**Stated goal 1:** Extract the passage of the forum thread on flash versus reflector fill light, starting at "Flash is actually" and ending at "from that angle).", copying it word for word.

** begin Text excerpt **

# Using a flash vs. a reflector as a fill light?



## kat.hayes (Sep 10, 2017)

When needing fill light for someone against bright naturally lit background, or to just fill in shadows on someone's face indoors or outdoors, what is the difference between using a reflector vs. a flash as a fill light in terms of lighting quality? When might one work better than the other?

Thanks!


----------



## ajfotofilmagem (Sep 11, 2017)

Reflector can not create any new light, but only redirects to fill the shadows. The effect is usually subtle, and quite satisfactory in headshots portraits. It's nothing practical with wide-angle lenses.

Flash is actually adding light, which can be adjusted with great freedom if the flash is off the camera. The use of accessories such as diffuser and flash hitter makes its use extremely versatile.

Built-in flash is always there (not in full frame cameras), and you can save an "unplanned" photo. However, in portrait shots it creates harsh shadows.


----------



## Talys (Sep 11, 2017)

Most reflectors are also available tinted, so you can have, for example, a gold reflector (which will warm the light from that angle).

But they're not mutually exclusive. You can add another strobe and bounce it off a reflector, with or without some light modifier to achieve the desired effect.

Success requires experimentation


----------



## SecureGSM (Sep 11, 2017)

OP was enquiring about the flash as a Fill light situation. 
As a fill light, built-in or on camera flash does not create harsh shadows as the intensity of its light is very low vs ambient or Key light. It would merely open up shadows for you.
Speaking of which: Canon FF cameras do not come with built-in flash. 



ajfotofilmagem said:


> Built-in flash is always there (in full frame cameras), and you can save an "unplanned" photo. However, in portrait shots it creates harsh shadows.


----------



## sanj (Sep 11, 2017)

Situation dependent. But my first choice is a neutral colour reflector, it does not change ambient colour temperature, is softer and subtle. Easier and cheaper.


----------



## Zeidora (Sep 11, 2017)

A reflector gives you softer light than an un-modified flash. You can add diffusor to flash, or you can flash away from the subject into a reflector to get softer light. That is what an umbrella does, but can also be done with a speed light and a flat folding reflector or even card-board. Experiment and see what you like for that particular situation.


----------



## Viggo (Sep 11, 2017)

I would go for a flash if you don't already have one, and use it off camera. It will do MUCH more for your images. You have much more control of direction and quality of light. You can angle it anyway you want, use as main light and sun as edge light. Freeze action etc.

** end Text excerpt **
** begin Provided records **

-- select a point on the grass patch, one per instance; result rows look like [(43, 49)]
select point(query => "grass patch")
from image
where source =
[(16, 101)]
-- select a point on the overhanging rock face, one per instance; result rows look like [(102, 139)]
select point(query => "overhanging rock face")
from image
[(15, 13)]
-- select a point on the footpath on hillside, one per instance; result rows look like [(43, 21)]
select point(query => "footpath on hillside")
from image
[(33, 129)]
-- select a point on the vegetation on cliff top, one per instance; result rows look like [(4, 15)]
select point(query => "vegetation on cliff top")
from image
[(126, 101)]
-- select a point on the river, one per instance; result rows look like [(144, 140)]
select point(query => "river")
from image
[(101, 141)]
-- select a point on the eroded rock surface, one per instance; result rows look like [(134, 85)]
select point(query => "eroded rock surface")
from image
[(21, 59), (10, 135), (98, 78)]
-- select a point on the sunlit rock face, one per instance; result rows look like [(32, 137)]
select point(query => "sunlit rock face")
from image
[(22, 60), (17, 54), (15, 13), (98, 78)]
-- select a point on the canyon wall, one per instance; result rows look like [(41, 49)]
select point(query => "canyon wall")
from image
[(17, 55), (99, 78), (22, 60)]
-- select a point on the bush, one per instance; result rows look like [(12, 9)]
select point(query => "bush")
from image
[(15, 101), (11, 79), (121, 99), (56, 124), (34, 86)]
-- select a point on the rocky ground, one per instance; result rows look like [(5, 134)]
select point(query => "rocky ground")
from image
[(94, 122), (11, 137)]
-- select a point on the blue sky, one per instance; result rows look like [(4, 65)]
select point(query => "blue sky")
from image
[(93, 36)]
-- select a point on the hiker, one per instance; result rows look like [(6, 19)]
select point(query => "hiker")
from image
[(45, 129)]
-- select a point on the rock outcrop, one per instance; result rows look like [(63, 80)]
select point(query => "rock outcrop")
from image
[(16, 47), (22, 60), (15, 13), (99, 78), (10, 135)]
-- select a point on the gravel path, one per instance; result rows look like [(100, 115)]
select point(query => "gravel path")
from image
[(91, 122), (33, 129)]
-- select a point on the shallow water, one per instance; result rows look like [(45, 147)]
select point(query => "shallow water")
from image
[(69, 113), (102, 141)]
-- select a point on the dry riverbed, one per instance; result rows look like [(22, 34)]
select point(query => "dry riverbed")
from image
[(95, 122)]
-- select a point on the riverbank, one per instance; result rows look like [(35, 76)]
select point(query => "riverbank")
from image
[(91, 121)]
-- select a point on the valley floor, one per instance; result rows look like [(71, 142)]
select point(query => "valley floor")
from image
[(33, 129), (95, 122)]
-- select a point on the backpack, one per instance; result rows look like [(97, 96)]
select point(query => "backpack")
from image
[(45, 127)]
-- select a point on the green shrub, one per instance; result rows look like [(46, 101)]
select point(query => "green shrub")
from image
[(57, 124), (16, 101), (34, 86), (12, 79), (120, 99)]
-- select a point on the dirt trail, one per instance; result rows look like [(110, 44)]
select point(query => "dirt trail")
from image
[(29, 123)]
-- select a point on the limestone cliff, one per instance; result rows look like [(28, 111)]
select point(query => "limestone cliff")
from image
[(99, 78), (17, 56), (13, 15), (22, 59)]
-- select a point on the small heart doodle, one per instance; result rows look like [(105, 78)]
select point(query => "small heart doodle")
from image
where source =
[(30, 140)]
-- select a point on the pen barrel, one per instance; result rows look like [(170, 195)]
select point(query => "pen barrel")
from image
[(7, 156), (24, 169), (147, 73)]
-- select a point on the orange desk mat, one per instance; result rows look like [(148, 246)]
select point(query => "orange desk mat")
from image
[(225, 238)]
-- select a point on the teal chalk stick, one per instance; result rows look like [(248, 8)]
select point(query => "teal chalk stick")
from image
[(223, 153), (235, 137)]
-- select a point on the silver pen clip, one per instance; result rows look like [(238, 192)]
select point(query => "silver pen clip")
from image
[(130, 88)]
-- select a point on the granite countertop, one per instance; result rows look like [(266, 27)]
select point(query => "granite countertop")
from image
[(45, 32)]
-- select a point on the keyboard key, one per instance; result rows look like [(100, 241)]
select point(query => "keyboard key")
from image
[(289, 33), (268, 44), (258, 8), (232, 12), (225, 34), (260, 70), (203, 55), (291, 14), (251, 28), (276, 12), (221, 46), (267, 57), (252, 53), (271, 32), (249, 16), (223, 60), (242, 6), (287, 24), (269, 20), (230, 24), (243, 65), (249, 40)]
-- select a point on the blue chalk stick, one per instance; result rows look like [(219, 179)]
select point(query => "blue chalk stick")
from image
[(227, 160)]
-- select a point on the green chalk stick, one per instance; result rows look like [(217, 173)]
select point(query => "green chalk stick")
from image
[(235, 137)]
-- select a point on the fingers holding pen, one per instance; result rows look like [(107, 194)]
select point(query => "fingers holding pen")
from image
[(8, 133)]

** end Provided records **

**Stated goal 2:** Turn the records, starting at their first line and ending at the line that contains "[(33, 129)]", into a Markdown table with the columns Row and Line, giving each line its own numbered row and leaving out blank lines. Include only those lines.

**Task output 1:**
Flash is actually adding light, which can be adjusted with great freedom if the flash is off the camera. The use of accessories such as diffuser and flash hitter makes its use extremely versatile.

Built-in flash is always there (not in full frame cameras), and you can save an "unplanned" photo. However, in portrait shots it creates harsh shadows.


----------



## Talys (Sep 11, 2017)

Most reflectors are also available tinted, so you can have, for example, a gold reflector (which will warm the light from that angle).

**Task output 2:**
| Row | Line |
|---|---|
| 1 | -- select a point on the grass patch, one per instance; result rows look like [(43, 49)] |
| 2 | select point(query => "grass patch") |
| 3 | from image |
| 4 | where source = |
| 5 | [(16, 101)] |
| 6 | -- select a point on the overhanging rock face, one per instance; result rows look like [(102, 139)] |
| 7 | select point(query => "overhanging rock face") |
| 8 | from image |
| 9 | [(15, 13)] |
| 10 | -- select a point on the footpath on hillside, one per instance; result rows look like [(43, 21)] |
| 11 | select point(query => "footpath on hillside") |
| 12 | from image |
| 13 | [(33, 129)] |